■ PROBLEM DESCRIPTION:
Output the data that follows, keeping every line identical.

[Dataset entries]
============================================================

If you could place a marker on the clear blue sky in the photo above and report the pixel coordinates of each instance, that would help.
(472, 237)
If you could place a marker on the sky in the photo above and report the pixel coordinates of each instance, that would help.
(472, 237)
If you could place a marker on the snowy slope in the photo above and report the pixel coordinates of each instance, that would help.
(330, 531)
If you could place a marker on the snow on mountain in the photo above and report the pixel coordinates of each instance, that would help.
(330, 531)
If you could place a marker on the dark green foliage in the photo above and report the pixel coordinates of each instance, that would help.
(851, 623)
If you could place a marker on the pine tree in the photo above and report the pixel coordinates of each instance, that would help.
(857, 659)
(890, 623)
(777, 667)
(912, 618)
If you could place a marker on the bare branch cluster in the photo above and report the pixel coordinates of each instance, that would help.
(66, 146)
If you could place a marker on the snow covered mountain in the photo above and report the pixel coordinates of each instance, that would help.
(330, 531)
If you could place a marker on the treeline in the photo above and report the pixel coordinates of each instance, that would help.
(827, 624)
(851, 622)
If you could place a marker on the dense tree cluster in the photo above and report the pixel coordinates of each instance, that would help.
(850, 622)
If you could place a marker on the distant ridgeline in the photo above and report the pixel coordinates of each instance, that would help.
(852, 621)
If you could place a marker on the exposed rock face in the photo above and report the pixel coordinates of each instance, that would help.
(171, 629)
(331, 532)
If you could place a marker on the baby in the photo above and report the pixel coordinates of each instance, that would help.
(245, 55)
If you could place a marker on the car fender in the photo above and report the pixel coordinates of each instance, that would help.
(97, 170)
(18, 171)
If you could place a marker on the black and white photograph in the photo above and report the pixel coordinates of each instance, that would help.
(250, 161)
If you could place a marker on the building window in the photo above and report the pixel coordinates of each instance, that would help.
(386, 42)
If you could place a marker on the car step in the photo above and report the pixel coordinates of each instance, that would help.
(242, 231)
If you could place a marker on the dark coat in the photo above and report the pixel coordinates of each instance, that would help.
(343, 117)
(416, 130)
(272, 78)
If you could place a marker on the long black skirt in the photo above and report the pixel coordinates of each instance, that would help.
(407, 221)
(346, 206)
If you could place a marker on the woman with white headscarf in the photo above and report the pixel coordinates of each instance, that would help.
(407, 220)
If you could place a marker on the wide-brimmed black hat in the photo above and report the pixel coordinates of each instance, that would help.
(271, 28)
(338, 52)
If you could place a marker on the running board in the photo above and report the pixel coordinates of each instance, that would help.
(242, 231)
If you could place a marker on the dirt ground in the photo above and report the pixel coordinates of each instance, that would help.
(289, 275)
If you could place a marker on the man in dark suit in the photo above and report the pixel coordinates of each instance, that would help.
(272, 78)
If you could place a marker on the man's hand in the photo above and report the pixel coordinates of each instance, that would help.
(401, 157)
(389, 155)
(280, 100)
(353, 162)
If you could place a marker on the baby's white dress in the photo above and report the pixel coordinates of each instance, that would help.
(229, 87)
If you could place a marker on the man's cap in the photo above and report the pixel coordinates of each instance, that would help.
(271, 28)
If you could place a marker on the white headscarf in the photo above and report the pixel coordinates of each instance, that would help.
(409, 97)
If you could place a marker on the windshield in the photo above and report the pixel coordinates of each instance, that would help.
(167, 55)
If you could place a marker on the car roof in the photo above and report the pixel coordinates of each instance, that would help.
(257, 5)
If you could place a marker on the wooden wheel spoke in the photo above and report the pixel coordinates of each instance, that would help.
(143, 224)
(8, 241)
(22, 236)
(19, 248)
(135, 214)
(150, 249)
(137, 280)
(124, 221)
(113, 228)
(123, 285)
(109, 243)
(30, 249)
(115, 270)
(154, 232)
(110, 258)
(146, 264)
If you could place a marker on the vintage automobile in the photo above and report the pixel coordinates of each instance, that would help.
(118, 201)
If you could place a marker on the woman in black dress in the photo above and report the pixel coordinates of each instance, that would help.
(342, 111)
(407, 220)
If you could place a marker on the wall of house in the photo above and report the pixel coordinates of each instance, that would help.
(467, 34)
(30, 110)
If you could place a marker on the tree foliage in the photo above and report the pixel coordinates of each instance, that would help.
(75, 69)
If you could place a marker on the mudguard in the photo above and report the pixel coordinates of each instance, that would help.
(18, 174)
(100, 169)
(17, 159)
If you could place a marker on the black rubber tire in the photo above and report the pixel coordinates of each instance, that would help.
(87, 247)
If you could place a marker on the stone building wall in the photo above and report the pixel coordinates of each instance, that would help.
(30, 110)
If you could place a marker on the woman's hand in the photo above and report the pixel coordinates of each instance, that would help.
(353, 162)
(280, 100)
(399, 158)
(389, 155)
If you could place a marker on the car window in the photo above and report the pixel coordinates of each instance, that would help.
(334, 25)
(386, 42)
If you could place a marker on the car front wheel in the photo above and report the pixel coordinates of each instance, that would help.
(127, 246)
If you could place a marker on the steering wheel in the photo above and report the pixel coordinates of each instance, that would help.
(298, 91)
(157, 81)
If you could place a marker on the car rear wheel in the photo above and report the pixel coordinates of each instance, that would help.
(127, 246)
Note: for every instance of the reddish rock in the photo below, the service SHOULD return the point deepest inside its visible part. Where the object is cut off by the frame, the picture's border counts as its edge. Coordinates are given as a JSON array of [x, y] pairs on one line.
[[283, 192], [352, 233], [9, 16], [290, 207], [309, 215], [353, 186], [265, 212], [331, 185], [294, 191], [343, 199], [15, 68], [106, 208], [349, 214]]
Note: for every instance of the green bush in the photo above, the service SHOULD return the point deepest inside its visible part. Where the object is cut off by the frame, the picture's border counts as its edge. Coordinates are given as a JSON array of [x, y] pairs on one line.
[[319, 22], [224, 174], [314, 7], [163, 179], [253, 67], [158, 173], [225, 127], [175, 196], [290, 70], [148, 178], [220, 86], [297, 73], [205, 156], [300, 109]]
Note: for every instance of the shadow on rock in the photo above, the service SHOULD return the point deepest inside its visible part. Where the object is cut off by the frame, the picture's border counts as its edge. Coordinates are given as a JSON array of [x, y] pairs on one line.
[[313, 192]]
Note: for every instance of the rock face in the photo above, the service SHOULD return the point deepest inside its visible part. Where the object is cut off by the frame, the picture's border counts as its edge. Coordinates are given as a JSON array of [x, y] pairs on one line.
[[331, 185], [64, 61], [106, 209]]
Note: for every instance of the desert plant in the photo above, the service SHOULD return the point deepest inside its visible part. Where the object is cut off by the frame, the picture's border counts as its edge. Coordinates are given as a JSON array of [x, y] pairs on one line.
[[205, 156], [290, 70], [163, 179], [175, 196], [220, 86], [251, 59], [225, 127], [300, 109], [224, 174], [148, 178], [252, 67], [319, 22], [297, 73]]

============================================================

■ TASK RESPONSE:
If you could place a marker on the clear blue sky in the photo above and report the pixel coordinates of each instance, that would help.
(472, 237)
If you could place a marker on the sky in the photo above and report the pixel coordinates of each instance, that would help.
(472, 237)
If you could place a marker on the snowy slope in the photo above and report the pixel coordinates of each instance, that would help.
(330, 531)
If you could place a marker on the snow on mountain in the photo above and report the pixel coordinates of each instance, that would help.
(330, 531)
If you could place a marker on the dark green foliage in the photo above and report the pixel coordinates of each instance, that would help.
(851, 623)
If you could place a marker on the pine tree in the photo above and report the pixel coordinates of each instance, that would help.
(857, 659)
(890, 623)
(777, 667)
(912, 618)
If you could place a marker on the bare branch cluster in the photo above and report the pixel coordinates of each instance, that would help.
(66, 146)
If you could place a marker on the snow covered mountain in the photo above and report the pixel coordinates of each instance, that would help.
(330, 531)
If you could place a marker on the treeline in the photo above and report the pixel coordinates of each instance, that would help.
(827, 624)
(851, 622)
If you could place a marker on the dense tree cluster in the photo above and report the pixel coordinates of each instance, that would help.
(850, 622)
If you could place a marker on the distant ridgeline in the photo above and report the pixel coordinates of each instance, that would help.
(852, 621)
If you could place a marker on the exposed rock face in the photo above and report the pixel coordinates of each instance, that would help.
(171, 629)
(331, 532)
If you could place a marker on the baby in the photo above and report the pixel coordinates of each instance, that would help.
(245, 55)
If you could place a marker on the car fender in the photo above and report the pixel coordinates of each instance, that would help.
(97, 170)
(18, 171)
If you could place a marker on the black and white photograph in the photo above and report the pixel coordinates of each instance, that would help.
(250, 161)
If you could place a marker on the building window in the photo above and report the pixel coordinates of each instance, that would help.
(386, 42)
If you could place a marker on the car step in the photo above and report the pixel coordinates of each instance, that would help.
(242, 231)
If you could place a marker on the dark coat in the photo above and report the pixel coordinates of each instance, that would help.
(343, 117)
(416, 130)
(272, 78)
If you could place a marker on the long black skirt in the photo above and report the pixel coordinates of each instance, that would help.
(407, 221)
(346, 206)
If you could place a marker on the woman with white headscarf in the photo above and report the pixel coordinates of each instance, that would help.
(407, 220)
If you could place a marker on the wide-brimmed black hat in the photo above and report the pixel coordinates of each instance, that would help.
(271, 28)
(338, 52)
If you could place a marker on the running board in the photo above and report the pixel coordinates of each instance, that would help.
(242, 231)
If you could place a marker on the dirt ground in the photo above and report the pixel coordinates of each instance, that would help.
(289, 275)
If you could place a marker on the man in dark suit in the photo above and report the pixel coordinates of each instance, that would help.
(272, 78)
If you could place a marker on the man's hand in the photo above and report the pixel coordinates of each instance, that would help.
(401, 157)
(389, 155)
(280, 100)
(353, 162)
If you could place a marker on the baby's white dress in the photo above and report the pixel coordinates of each instance, that would help.
(229, 87)
If you could place a marker on the man's cap in the photo above and report the pixel coordinates of each instance, that would help.
(271, 28)
If you could place a marker on the white headscarf in the photo above and report the pixel coordinates of each instance, that would help.
(409, 97)
If you could place a marker on the windshield in the photo above and report the pixel coordinates of each instance, that would help.
(167, 55)
If you could place a marker on the car roof in the photo above and report the pixel coordinates of each instance, that would help.
(257, 5)
If you could place a marker on the wooden wheel spoke in the photo above and report the pixel coordinates of each instance, that would help.
(143, 224)
(8, 241)
(22, 236)
(19, 248)
(135, 214)
(150, 249)
(137, 280)
(124, 221)
(113, 228)
(123, 285)
(109, 243)
(30, 249)
(115, 270)
(154, 232)
(110, 258)
(146, 264)
If you could place a marker on the vintage automobile in the photo above and report the pixel coordinates of each instance, that would help.
(118, 201)
If you could place a marker on the woman in black dress in the photo above and report the pixel coordinates of each instance, that would help.
(342, 111)
(407, 220)
If you could place a marker on the wall of house in the photo above and report the pixel coordinates of each instance, that would help.
(467, 34)
(30, 110)
If you could place a marker on the tree foliage in the photo above and report the pixel coordinates of each instance, that would help.
(75, 69)
If you could place a marker on the mudguard in the photo above and report the pixel coordinates of each instance, that would help.
(18, 174)
(100, 169)
(17, 159)
If you could place a marker on the black rubber tire in the photo above and report the pixel coordinates of each instance, that would help.
(87, 247)
If you could place a marker on the stone building wall in the photo above and report the pixel coordinates of each instance, that would help.
(30, 110)
If you could place a marker on the woman's hand in the photo above and report the pixel coordinates of each instance, that would help.
(353, 162)
(280, 100)
(399, 158)
(389, 155)
If you could place a marker on the car window in the photo above and report the pixel coordinates of each instance, that would help.
(334, 25)
(386, 42)
If you could place a marker on the car front wheel in the photo above and report the pixel coordinates of each instance, that would help.
(127, 246)
If you could place a marker on the steering wheel in the photo above and report the pixel coordinates of each instance, that would help.
(298, 91)
(157, 81)
If you could place a marker on the car rear wheel in the photo above and report the pixel coordinates of each instance, that would help.
(127, 246)
Note: for every instance of the reddish rock in the photo below, the service SHOULD return the point deepest inside its visible part. Where the object is cut off by the frame, the picture's border counts as its edge. Coordinates are given as a JSON array of [x, y] pairs on one line.
[[283, 192], [352, 233], [9, 16], [290, 207], [309, 215], [353, 186], [265, 212], [331, 185], [294, 191], [343, 199], [15, 68], [106, 208], [349, 214]]
Note: for every instance of the green bush in the photo above, the service SHOULD return the point deepest inside its visible part. Where the object is cut off by the frame, the picture's border counts as its edge. Coordinates are given as a JSON array of [x, y] pairs on one line.
[[319, 22], [224, 174], [314, 7], [163, 179], [253, 67], [158, 173], [225, 127], [175, 196], [290, 70], [148, 178], [220, 86], [297, 73], [205, 156], [300, 109]]
Note: for every instance of the shadow on rock in the photo above, the service SHOULD return the point deepest inside its visible part. Where the object is cut off by the frame, the picture's border counts as its edge. Coordinates are given as a JSON array of [x, y] pairs on one line.
[[313, 192]]
Note: for every instance of the rock face in the photo above, the service SHOULD return the point deepest inside its visible part. Where the object is cut off by the frame, the picture's border counts as its edge. Coordinates are given as a JSON array of [x, y] pairs on one line.
[[331, 185], [64, 61], [106, 209]]
Note: for every instance of the desert plant in the photo above, the service SHOULD return the point deepest inside its visible part. Where the object is cut off by the frame, the picture's border counts as its edge. Coordinates are given as a JSON array of [x, y] pairs on one line.
[[205, 156], [290, 70], [163, 179], [175, 196], [220, 86], [251, 59], [225, 127], [300, 109], [224, 174], [148, 178], [252, 67], [319, 22], [297, 73]]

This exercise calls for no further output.